# Énoncé A
Dans l'entretien sur le film On vous croit, quelle actrice joue la mère qui se bat pour la garde de ses enfants ?

# Texte cité
Interview

Arnaud Dufeys à propos d'On vous croit : « la parole en justice peut être réparatrice »

Jean-François Pluijgers

Dans On vous croit, Charlotte Devillers et Arnaud Dufeys retracent, le temps d'une matinée d'audience, le combat d'une mère - Myriem Akheddiou, extraordinaire - pour la garde de ses enfants qu'elle veut protéger de leur père abuseur - Laurent Capelluto, remarquable d'ambiguïté. S'appuyant sur un dispositif rigoureux, leur film, tourné en "conditions légères", porte un regard aiguisé sur le fonctionnement de la justice face aux violences intrafamiliales, pour un résultat bouleversant. Rencontre avec son coréalisateur.

-Quelle a été la genèse de ce projet ?

-Il a été initié avec Charlotte Devillers, avec qui on a écrit et coréalisé le film. On écrivait un premier film ensemble sur son travail d'infirmière dans un centre de santé sexuelle à Paris. Alors que le projet prenait un certain temps en développement et en écriture, on en vient à beaucoup discuter du sujet des mères protectrices en justice, que Charlotte connaît extrêmement bien de par son travail, parce qu'elle est en contact avec des victimes de violences sexuelles, et aussi parce qu'elle se rend aussi régulièrement dans une association française de défense de victimes de violences sexuelles où celles-ci peuvent témoigner publiquement. On recoupe de nombreux témoignages, et on se rend compte qu'ils se ressemblent énormément, surtout par rapport à la manière dont la justice ne parvient pas à prendre le problème en charge parce qu'il y a toujours plusieurs procédures qui s'engluent les unes dans les autres.

# Énoncé B
Relevez toutes les lignes des enregistrements qui contiennent le mot « pale », en respectant la casse.

# Relevé
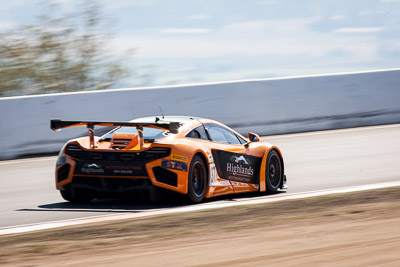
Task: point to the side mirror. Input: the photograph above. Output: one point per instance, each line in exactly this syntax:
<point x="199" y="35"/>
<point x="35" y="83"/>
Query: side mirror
<point x="253" y="137"/>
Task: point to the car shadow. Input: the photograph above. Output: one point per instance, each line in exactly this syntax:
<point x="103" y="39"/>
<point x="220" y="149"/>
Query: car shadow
<point x="124" y="206"/>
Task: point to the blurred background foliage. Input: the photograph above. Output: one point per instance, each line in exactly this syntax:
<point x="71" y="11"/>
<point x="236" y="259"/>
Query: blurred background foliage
<point x="60" y="53"/>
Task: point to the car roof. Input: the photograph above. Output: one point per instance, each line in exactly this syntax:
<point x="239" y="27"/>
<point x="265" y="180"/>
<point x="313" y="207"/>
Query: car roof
<point x="189" y="122"/>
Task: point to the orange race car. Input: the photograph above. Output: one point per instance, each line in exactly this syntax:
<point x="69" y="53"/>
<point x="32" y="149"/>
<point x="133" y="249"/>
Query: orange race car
<point x="198" y="157"/>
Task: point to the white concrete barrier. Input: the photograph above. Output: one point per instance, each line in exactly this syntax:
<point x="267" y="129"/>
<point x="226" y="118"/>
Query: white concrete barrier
<point x="268" y="106"/>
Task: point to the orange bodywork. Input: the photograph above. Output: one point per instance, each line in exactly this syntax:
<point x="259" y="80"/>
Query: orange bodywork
<point x="182" y="150"/>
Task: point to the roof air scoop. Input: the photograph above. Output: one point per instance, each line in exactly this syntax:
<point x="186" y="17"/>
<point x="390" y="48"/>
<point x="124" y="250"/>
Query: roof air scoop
<point x="124" y="140"/>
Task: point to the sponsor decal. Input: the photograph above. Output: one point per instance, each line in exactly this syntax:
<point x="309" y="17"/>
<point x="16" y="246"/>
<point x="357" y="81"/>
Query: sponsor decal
<point x="179" y="158"/>
<point x="237" y="167"/>
<point x="173" y="164"/>
<point x="111" y="168"/>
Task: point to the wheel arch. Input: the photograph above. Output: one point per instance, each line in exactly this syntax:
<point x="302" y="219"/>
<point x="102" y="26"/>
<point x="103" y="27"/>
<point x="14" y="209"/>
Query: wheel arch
<point x="264" y="164"/>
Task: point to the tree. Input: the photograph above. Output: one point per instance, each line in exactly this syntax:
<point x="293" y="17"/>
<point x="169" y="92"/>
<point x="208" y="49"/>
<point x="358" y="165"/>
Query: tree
<point x="59" y="53"/>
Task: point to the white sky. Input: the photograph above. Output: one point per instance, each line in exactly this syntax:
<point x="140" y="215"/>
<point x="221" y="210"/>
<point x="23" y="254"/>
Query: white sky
<point x="178" y="41"/>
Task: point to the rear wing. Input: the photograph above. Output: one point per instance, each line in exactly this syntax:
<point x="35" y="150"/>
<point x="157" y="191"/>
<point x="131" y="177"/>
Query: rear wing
<point x="57" y="125"/>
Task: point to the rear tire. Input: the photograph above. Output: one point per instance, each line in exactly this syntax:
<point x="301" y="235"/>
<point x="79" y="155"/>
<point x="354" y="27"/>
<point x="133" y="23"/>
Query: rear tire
<point x="273" y="172"/>
<point x="197" y="180"/>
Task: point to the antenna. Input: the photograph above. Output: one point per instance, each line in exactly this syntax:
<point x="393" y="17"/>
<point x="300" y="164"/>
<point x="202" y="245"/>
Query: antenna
<point x="161" y="111"/>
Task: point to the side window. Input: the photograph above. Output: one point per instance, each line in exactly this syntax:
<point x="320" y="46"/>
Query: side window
<point x="198" y="133"/>
<point x="222" y="135"/>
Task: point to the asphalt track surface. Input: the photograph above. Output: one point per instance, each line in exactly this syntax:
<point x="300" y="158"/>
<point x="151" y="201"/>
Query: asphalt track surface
<point x="313" y="161"/>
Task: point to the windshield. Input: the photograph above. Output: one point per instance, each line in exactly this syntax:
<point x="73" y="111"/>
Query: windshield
<point x="149" y="134"/>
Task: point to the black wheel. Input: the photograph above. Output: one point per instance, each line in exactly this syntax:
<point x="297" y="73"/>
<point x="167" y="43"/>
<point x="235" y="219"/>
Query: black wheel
<point x="273" y="172"/>
<point x="79" y="195"/>
<point x="197" y="180"/>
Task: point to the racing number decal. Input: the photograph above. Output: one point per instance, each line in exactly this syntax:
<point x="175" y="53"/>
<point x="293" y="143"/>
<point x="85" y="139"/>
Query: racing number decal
<point x="237" y="167"/>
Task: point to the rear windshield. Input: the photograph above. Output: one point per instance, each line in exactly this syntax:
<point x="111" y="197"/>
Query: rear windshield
<point x="149" y="134"/>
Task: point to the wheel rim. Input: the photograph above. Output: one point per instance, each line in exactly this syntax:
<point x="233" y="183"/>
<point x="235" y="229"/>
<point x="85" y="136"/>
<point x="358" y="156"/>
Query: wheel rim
<point x="274" y="171"/>
<point x="198" y="180"/>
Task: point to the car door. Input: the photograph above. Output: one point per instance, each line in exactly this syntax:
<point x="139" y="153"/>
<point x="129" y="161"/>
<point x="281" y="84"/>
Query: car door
<point x="233" y="159"/>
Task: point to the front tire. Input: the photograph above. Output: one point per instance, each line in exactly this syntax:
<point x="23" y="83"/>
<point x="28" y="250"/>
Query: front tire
<point x="197" y="180"/>
<point x="273" y="172"/>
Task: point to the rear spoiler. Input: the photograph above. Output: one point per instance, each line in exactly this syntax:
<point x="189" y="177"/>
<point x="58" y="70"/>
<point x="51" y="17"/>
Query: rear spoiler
<point x="57" y="125"/>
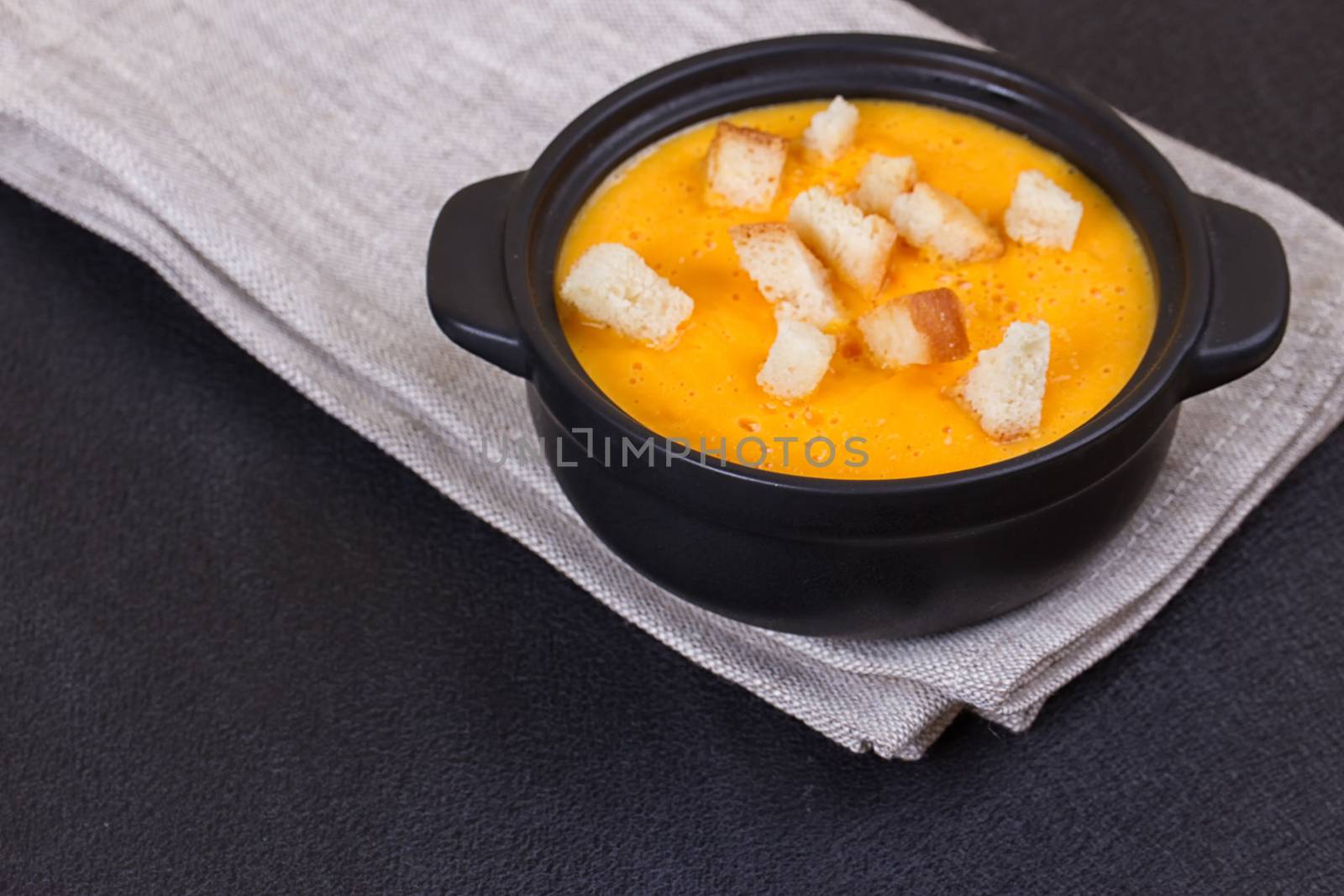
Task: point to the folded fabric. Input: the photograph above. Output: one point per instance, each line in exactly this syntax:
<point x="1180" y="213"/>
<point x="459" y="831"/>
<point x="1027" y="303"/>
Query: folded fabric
<point x="281" y="165"/>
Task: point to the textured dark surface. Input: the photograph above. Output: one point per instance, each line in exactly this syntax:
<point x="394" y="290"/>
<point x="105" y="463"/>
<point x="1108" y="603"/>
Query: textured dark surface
<point x="241" y="651"/>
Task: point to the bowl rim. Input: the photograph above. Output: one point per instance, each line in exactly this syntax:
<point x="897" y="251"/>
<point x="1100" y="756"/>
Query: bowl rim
<point x="1164" y="359"/>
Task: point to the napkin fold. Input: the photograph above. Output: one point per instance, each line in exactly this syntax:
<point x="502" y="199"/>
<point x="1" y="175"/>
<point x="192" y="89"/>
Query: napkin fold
<point x="281" y="164"/>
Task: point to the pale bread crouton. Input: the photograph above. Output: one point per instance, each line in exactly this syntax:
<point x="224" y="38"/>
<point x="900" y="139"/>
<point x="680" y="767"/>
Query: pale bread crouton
<point x="831" y="130"/>
<point x="921" y="328"/>
<point x="745" y="165"/>
<point x="611" y="284"/>
<point x="882" y="181"/>
<point x="1007" y="385"/>
<point x="797" y="359"/>
<point x="784" y="270"/>
<point x="927" y="217"/>
<point x="855" y="244"/>
<point x="1042" y="212"/>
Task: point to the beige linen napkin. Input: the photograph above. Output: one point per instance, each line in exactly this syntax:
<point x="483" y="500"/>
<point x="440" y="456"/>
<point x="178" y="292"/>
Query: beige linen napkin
<point x="281" y="163"/>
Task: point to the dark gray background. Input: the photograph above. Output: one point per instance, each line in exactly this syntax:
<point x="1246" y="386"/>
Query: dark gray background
<point x="241" y="651"/>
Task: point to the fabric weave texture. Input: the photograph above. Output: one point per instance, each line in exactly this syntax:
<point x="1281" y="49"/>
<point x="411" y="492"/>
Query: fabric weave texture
<point x="281" y="164"/>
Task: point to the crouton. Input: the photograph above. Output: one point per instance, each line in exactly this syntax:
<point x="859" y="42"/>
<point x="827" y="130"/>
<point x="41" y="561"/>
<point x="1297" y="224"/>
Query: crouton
<point x="797" y="359"/>
<point x="831" y="130"/>
<point x="743" y="167"/>
<point x="611" y="284"/>
<point x="921" y="328"/>
<point x="882" y="181"/>
<point x="784" y="270"/>
<point x="1007" y="385"/>
<point x="1042" y="212"/>
<point x="927" y="217"/>
<point x="855" y="244"/>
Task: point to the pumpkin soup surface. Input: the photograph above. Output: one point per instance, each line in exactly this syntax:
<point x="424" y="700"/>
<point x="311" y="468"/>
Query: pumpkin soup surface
<point x="1099" y="298"/>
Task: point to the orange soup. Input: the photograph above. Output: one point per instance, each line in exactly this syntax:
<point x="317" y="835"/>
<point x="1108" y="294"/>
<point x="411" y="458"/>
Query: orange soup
<point x="1099" y="298"/>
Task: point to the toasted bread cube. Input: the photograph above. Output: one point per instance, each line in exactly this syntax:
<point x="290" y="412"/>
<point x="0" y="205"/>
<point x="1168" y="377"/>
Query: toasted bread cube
<point x="855" y="244"/>
<point x="831" y="130"/>
<point x="611" y="284"/>
<point x="921" y="328"/>
<point x="882" y="181"/>
<point x="785" y="271"/>
<point x="927" y="217"/>
<point x="797" y="359"/>
<point x="1007" y="385"/>
<point x="1042" y="212"/>
<point x="745" y="165"/>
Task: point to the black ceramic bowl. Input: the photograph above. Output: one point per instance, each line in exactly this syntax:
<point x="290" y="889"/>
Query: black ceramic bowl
<point x="879" y="558"/>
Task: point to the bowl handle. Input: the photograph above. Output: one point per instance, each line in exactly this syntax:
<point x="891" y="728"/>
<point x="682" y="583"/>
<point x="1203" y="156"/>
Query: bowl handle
<point x="465" y="275"/>
<point x="1249" y="308"/>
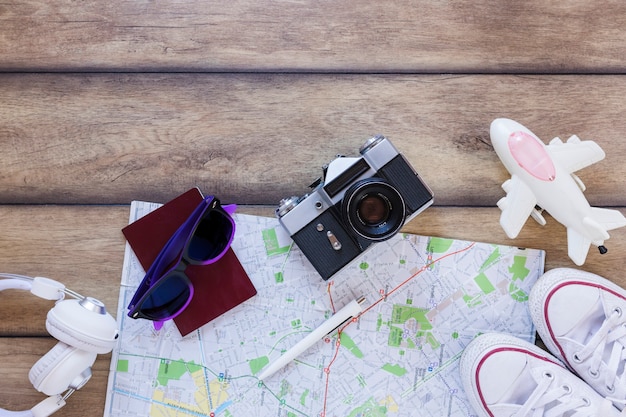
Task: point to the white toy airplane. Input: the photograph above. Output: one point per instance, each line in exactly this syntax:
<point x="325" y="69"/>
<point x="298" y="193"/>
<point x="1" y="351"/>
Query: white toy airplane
<point x="543" y="175"/>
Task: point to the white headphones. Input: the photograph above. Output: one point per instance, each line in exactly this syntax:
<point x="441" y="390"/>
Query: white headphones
<point x="83" y="328"/>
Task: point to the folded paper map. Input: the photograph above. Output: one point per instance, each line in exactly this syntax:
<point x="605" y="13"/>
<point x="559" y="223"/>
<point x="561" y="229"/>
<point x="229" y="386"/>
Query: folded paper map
<point x="426" y="298"/>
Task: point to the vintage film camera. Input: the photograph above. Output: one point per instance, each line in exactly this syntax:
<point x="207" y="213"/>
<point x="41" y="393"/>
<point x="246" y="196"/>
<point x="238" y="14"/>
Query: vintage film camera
<point x="358" y="202"/>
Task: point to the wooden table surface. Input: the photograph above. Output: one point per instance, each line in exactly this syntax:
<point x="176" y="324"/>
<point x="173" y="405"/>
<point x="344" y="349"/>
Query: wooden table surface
<point x="102" y="103"/>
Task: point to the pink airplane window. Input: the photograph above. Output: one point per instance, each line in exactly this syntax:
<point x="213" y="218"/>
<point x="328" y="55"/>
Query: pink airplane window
<point x="532" y="156"/>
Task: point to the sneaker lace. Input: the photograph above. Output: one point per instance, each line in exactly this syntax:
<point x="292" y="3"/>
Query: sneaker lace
<point x="550" y="399"/>
<point x="612" y="334"/>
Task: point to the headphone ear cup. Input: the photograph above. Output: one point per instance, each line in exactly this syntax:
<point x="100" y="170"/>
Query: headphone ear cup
<point x="71" y="322"/>
<point x="57" y="369"/>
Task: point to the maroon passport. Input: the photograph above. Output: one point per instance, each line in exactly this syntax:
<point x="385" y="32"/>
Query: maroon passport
<point x="218" y="287"/>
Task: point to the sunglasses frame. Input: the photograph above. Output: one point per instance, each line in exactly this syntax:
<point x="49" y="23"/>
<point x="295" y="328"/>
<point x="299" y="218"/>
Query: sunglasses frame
<point x="175" y="255"/>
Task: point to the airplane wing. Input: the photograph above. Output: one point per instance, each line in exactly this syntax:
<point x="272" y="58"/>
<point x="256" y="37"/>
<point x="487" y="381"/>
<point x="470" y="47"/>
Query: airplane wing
<point x="516" y="206"/>
<point x="577" y="246"/>
<point x="574" y="154"/>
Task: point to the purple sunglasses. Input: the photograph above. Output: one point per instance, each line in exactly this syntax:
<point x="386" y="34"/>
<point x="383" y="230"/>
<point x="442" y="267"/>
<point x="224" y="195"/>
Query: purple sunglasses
<point x="201" y="240"/>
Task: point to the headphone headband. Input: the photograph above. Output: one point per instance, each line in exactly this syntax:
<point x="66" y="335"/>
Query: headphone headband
<point x="67" y="367"/>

# Réponse complète A
Myriem Akheddiou.

# Réponse complète B
Task: point to the pale bread crouton. Input: the photograph above. Output: one point per instance, each line in exactly this syntax:
Query: pale bread crouton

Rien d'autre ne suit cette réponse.